**TASK GOAL:**
All lines containing the string "table" must be copied from the entries.
=== EXERCISE MATERIAL ===
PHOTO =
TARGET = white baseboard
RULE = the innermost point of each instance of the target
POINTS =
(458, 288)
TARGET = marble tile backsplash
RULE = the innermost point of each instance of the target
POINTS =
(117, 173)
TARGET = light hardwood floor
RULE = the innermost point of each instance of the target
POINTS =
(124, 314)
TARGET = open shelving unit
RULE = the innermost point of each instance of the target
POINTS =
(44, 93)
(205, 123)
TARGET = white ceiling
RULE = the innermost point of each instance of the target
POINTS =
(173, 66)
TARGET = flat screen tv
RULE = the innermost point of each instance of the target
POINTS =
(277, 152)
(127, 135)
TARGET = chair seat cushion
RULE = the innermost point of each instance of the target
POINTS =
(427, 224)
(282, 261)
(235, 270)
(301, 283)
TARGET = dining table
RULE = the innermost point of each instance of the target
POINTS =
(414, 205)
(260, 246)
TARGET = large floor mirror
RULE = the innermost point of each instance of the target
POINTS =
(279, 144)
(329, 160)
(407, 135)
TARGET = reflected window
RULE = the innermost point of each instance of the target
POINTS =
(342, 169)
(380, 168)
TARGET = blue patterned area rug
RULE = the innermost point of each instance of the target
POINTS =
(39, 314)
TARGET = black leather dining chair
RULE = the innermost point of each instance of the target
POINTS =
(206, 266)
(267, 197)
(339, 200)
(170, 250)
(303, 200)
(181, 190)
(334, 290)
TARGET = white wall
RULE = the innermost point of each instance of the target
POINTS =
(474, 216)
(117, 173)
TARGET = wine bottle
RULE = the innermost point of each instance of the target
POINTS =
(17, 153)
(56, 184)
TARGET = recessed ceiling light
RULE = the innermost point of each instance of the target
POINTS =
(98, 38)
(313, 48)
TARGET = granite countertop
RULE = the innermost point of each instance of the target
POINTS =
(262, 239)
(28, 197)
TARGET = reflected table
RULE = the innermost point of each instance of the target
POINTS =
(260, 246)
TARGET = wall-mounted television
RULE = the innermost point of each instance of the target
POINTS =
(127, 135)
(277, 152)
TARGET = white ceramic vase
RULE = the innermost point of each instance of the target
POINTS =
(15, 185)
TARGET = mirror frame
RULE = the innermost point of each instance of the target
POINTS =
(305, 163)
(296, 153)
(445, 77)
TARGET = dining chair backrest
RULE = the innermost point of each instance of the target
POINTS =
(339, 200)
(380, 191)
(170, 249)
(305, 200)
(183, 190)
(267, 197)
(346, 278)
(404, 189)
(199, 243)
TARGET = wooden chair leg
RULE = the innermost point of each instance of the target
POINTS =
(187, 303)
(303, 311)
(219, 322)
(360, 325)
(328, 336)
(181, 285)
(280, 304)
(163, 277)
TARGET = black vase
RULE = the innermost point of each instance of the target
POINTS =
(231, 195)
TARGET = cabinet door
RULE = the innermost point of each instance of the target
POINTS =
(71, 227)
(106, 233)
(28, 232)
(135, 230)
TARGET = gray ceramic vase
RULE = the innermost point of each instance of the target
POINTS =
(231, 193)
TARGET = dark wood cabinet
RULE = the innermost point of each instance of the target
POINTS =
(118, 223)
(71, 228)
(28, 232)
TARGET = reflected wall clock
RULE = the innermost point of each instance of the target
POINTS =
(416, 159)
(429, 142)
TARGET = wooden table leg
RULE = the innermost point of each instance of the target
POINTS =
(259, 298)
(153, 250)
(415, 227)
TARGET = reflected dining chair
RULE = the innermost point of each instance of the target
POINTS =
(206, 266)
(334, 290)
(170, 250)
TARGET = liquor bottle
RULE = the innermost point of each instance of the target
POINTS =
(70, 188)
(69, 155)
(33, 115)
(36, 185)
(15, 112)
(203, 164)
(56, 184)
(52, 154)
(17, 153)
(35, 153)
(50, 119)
===
**EXERCISE RESPONSE:**
TARGET = dining table
TARGET = reflected table
TARGET = wooden table leg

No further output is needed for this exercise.